BEGIN EXTRACT PROVIDED

Today, Sierra Leone exists in a near-constant ‘state of emergency’: all the academic institutions in the country have been boarded up; public gatherings and social functions of all kinds have been suspended; local and national media is now solely devoted to the ebola crisis. To read the news today is to learn of death tolls, lock downs, and the escalating costs of living. Every Sierra Leonean is, in one way or another, living with the disease.

The general mood of people in Koidu City, like the rest of the country, is one of anxious concern. The uncoordinated manner in which the crisis is being handled across the country in which every District and every chiefdom is at liberty to make bye-laws in the fight against the disease, has serious legal and human rights implications. Some communities in Kono, where I am, have been locked up for months without any form of support in the form food or health provisions. With several groups ‘in charge’ – like the presidential task force, the emergency operation Centre, the district task force – where do people turn, if they feel they are been badly treated, if they want grievance addressed? With everyone in charge, paradoxically, it feels like no one is responsible.

The fear bred of incompetence is compounded by the daily sense of shame many citizens now have to endure. Take the issue of burials, an important social custom in Sierra Leone and prerequisite for a community’s sense of dignity as well as religious and social cohesion. At present the government is imposing a ban on all burials until the body has been investigated by the District Medical Team. In some areas all deaths are given ‘medical burials’; that is, the corpse is treated as an ebola patient no matter what the actual cause of death.

The burial teams in hospitals are, understandably, overwhelmed and some families have to intern their deceased for days before a medical team arrives to take blood and other fluids samples from suspected persons for laboratory confirmation of the virus. Further waiting is required as those samples are analysed and the results are confirmed before the corpse is ‘approved’ for burial. Grief is magnified by such procedures and a sense of anger and dismay builds.

The method of handling corpses by burial teams is also generating deep resentment. In Freetown aggrieved youths rioted in response to the way one body, thought to be Ebola victim, was forcefully thrown into an ambulance. It is, moreover, a poorly kept secret that some unscrupulous members of the medical establishment are requesting money for corpses to be removed in time to avoid having decomposed bodies in domestic homes. Today, as I sit to write this piece, the most stretched burial teams in Freetown are on strike over pay. The situation will only worsen as resources atrophy.

Bizarrely, the removal of bodies from homes is one of the areas the government has claimed success. For example, during the three day locked down lasting from 19th – 21st September 2014, the government prided itself on the efficient collection and disposal of bodies from streets and homes throughout the country. The claim was that these bodies would not have been brought forward had it not been for the lock down and more people would have been infected if it were not for imposition of the curfew. However, it is widely known that most people took their dead to the street in order to avoid the ignominy of quarantine. If death occurs in any house, the whole house is quarantined until the cause of death is investigated and established. Apart from the shame and stigma of quarantine no household can afford to be locked up indefinitely without means to acquire food, water and work.

So, the government claims ‘success’ as the people struggle to cope in isolated units and alienation and despair grow by the hour and day. This is life with ebola.

END EXTRACT PROVIDED

• **PROBLEM DESCRIPTION**
Extract, word for word, the portion of the excerpt on ebola in Sierra Leone that begins at the words "The method of" and stops after the words "as resources atrophy.". Rely solely on the excerpt on ebola in Sierra Leone.

BEGIN DATA SECTION

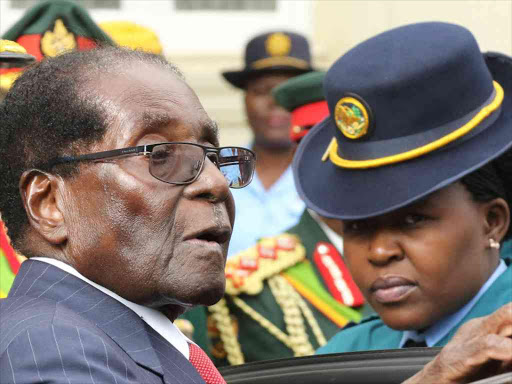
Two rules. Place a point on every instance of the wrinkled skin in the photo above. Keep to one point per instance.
(128, 231)
(438, 246)
(269, 122)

END DATA SECTION

• **WRITTEN SOLUTION**
The method of handling corpses by burial teams is also generating deep resentment. In Freetown aggrieved youths rioted in response to the way one body, thought to be Ebola victim, was forcefully thrown into an ambulance. It is, moreover, a poorly kept secret that some unscrupulous members of the medical establishment are requesting money for corpses to be removed in time to avoid having decomposed bodies in domestic homes. Today, as I sit to write this piece, the most stretched burial teams in Freetown are on strike over pay. The situation will only worsen as resources atrophy.